_Activity_
Would you please give all the lines below again, exactly as they stand?

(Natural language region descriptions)
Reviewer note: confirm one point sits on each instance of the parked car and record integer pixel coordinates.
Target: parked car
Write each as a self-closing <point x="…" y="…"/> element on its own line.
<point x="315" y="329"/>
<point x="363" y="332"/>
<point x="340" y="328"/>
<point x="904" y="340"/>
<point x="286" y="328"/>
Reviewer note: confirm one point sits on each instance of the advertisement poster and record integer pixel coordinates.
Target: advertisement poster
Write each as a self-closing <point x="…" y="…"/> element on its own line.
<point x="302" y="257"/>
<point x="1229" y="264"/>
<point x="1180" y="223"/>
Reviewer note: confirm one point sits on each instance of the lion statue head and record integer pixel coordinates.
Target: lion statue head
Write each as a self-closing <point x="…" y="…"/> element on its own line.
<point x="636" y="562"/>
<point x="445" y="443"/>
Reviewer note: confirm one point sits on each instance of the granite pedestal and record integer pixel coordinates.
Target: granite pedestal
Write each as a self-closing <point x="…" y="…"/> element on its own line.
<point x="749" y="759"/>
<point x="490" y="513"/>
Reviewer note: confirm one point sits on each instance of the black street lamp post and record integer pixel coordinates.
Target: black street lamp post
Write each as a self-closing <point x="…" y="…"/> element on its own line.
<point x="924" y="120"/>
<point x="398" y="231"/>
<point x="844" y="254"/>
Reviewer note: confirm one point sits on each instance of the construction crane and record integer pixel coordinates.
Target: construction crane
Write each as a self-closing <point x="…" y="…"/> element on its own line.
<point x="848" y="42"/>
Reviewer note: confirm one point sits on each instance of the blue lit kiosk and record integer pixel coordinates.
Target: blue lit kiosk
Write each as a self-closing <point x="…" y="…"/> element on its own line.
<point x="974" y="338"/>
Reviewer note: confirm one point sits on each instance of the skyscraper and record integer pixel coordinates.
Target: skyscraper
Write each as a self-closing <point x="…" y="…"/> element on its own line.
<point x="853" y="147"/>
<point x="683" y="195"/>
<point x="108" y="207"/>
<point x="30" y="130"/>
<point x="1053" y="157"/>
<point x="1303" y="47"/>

_Result of the exercise_
Reviewer note: confirm one point sits on each instance of the parked car and record integer pixel coordinates.
Target: parked car
Write each as a self-closing <point x="…" y="…"/> element on its own line.
<point x="315" y="329"/>
<point x="363" y="332"/>
<point x="340" y="328"/>
<point x="904" y="340"/>
<point x="286" y="328"/>
Reviewer note: confirm one point sits on each instance of the advertisement poster and record integer pixel coordinates.
Target: advertisement poster
Write each as a self-closing <point x="…" y="…"/> element on its own line.
<point x="302" y="257"/>
<point x="1229" y="264"/>
<point x="1180" y="223"/>
Reviewer note: confirm one point sits on each instance of the lion statue head and record integer pixel coordinates.
Target: lion statue head
Write each as a self-closing <point x="…" y="…"/> element on its own line.
<point x="636" y="562"/>
<point x="445" y="443"/>
Reviewer note: confirm one point sits on each instance of the granite pedestal and record integer pixel coordinates.
Target: granite pedestal
Write each as a self-closing <point x="…" y="…"/> element on its own line.
<point x="749" y="759"/>
<point x="490" y="513"/>
Reviewer note: confirm one point sits on each instance of the black street lamp post and record integer pixel coordinates.
Target: black street lamp post
Write each as a self-closing <point x="…" y="…"/> element on its own line.
<point x="924" y="120"/>
<point x="398" y="231"/>
<point x="844" y="254"/>
Reviewer note: confirm one point sits on each instance of the construction crane and record integer pixel coordinates.
Target: construction crane
Write each as a self-closing <point x="…" y="…"/> element on its own line.
<point x="848" y="42"/>
Reviewer note: confirm one point sits on each instance of the blue lit kiosk and record integer pixel coordinates.
Target: blue lit kiosk
Write each as a self-closing <point x="…" y="…"/> element on its own line.
<point x="974" y="338"/>
Reviewer note: confirm one point sits on each instance of the skyscraper and record integer pixel coordinates.
Target: skyscraper
Write each as a self-closing <point x="…" y="…"/> element on its own line.
<point x="853" y="147"/>
<point x="683" y="195"/>
<point x="108" y="207"/>
<point x="30" y="130"/>
<point x="1053" y="157"/>
<point x="1303" y="47"/>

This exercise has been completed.